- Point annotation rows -
%%

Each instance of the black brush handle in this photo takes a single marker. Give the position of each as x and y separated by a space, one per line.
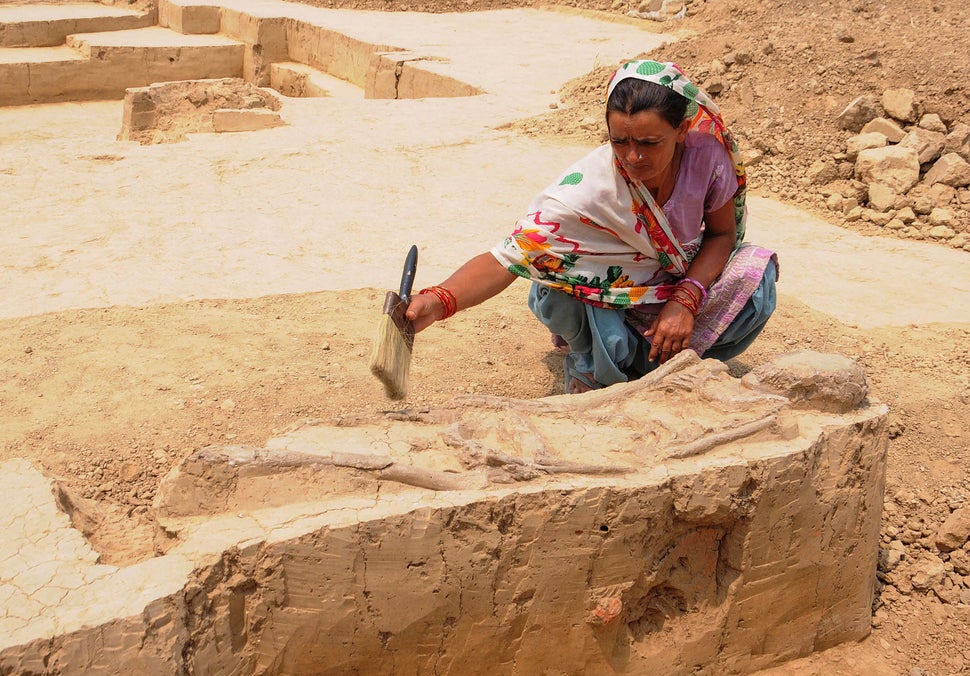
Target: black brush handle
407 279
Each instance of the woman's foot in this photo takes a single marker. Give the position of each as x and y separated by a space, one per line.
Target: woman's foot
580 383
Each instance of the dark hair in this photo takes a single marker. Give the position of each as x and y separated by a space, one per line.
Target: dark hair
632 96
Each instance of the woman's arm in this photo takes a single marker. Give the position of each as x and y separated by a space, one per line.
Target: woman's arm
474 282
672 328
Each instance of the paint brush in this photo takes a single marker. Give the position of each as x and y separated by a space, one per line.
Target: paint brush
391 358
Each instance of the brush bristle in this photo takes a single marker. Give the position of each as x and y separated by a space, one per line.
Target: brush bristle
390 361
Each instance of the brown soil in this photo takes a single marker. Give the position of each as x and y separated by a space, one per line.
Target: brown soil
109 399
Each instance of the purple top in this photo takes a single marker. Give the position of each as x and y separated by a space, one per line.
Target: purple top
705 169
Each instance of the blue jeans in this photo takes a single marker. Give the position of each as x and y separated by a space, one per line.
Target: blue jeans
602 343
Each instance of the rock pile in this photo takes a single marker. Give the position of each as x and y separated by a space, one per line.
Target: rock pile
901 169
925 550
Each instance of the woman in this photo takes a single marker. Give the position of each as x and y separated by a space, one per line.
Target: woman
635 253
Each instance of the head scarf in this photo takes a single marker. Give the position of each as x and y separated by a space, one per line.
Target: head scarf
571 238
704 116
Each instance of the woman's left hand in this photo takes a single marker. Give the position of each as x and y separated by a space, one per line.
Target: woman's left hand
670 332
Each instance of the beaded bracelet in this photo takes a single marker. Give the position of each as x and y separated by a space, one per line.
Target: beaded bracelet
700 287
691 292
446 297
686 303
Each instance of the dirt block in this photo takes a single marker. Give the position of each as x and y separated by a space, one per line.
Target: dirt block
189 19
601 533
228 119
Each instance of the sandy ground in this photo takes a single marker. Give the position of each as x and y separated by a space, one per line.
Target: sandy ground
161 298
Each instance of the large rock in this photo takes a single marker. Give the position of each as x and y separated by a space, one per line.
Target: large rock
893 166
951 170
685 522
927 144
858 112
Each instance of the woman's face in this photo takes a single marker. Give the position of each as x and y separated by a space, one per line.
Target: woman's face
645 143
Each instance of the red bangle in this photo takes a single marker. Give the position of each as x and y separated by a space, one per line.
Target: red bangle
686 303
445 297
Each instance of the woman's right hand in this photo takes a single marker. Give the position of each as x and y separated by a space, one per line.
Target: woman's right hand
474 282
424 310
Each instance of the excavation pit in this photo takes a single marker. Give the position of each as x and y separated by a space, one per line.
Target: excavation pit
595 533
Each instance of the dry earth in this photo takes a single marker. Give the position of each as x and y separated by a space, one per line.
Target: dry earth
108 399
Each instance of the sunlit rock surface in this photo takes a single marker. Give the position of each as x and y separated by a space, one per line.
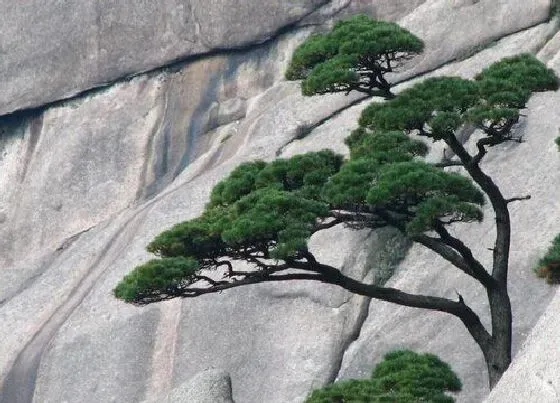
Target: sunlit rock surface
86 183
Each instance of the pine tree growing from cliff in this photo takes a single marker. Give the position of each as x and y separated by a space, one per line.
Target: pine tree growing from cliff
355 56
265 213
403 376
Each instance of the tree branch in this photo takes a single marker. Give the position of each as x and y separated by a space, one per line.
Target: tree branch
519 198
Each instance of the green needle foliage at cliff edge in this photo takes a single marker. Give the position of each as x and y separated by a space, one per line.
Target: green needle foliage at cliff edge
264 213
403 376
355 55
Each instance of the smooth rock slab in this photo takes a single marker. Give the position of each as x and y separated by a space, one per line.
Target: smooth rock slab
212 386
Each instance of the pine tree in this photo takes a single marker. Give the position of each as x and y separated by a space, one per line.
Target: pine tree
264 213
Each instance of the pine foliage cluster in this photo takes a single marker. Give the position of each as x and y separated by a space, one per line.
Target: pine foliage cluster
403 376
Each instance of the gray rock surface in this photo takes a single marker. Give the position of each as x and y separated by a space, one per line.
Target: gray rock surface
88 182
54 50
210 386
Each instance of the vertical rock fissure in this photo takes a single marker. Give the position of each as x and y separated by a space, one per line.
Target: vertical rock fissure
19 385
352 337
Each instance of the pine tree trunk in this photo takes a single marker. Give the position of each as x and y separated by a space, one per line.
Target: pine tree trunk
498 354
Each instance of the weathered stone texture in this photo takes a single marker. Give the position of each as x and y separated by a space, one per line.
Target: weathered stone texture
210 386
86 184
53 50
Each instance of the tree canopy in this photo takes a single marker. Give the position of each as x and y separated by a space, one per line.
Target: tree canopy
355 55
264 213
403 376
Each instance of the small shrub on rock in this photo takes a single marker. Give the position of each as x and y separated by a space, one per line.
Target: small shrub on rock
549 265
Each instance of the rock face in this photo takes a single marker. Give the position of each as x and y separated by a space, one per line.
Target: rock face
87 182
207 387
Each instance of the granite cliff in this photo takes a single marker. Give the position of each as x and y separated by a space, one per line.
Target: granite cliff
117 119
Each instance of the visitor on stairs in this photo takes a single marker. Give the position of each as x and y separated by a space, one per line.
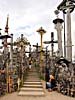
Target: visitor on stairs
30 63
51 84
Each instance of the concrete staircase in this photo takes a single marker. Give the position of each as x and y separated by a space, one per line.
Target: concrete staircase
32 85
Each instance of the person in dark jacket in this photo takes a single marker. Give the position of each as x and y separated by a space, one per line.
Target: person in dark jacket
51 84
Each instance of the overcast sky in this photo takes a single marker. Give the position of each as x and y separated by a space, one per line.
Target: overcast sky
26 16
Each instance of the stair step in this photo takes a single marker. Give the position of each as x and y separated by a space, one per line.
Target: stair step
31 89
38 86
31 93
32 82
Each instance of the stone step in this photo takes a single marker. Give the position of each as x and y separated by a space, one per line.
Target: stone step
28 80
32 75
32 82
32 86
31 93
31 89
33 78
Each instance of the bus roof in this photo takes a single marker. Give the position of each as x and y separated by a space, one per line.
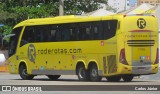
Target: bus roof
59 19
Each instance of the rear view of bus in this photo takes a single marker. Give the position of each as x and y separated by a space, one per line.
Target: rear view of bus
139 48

%%
%%

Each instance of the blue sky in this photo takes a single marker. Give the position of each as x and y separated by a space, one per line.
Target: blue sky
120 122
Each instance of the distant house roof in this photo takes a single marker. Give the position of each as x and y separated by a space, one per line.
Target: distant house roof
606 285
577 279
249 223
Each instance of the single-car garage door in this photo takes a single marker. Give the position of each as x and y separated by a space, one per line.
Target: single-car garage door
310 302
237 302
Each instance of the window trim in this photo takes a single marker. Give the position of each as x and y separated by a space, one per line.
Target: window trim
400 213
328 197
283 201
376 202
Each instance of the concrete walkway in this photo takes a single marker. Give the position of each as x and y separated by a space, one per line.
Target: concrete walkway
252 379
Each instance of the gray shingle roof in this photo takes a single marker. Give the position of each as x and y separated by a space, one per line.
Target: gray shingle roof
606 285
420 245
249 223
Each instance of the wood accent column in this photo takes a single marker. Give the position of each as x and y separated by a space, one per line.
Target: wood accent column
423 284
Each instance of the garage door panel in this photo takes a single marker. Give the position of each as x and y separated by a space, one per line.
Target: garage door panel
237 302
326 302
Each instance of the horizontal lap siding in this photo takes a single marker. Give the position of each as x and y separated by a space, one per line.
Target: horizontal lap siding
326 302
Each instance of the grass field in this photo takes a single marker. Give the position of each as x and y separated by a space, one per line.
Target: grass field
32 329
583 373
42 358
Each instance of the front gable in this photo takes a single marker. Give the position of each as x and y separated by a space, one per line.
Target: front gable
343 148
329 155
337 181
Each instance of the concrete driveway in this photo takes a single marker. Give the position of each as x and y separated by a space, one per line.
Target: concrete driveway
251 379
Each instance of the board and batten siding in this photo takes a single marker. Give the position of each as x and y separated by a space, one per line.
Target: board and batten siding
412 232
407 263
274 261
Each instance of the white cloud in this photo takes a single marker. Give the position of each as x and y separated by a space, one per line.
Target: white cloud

%%

- TO DO -
Which lines in the rows above contain the word "pile"? Pull out each of them whole, treating uppercase and lowercase letters as different.

- CORRECT OUTPUT -
Each instance of the rock pile in this photo takes a single marker. Give the position of each as x and y separated by a space, one per line.
Target: rock pile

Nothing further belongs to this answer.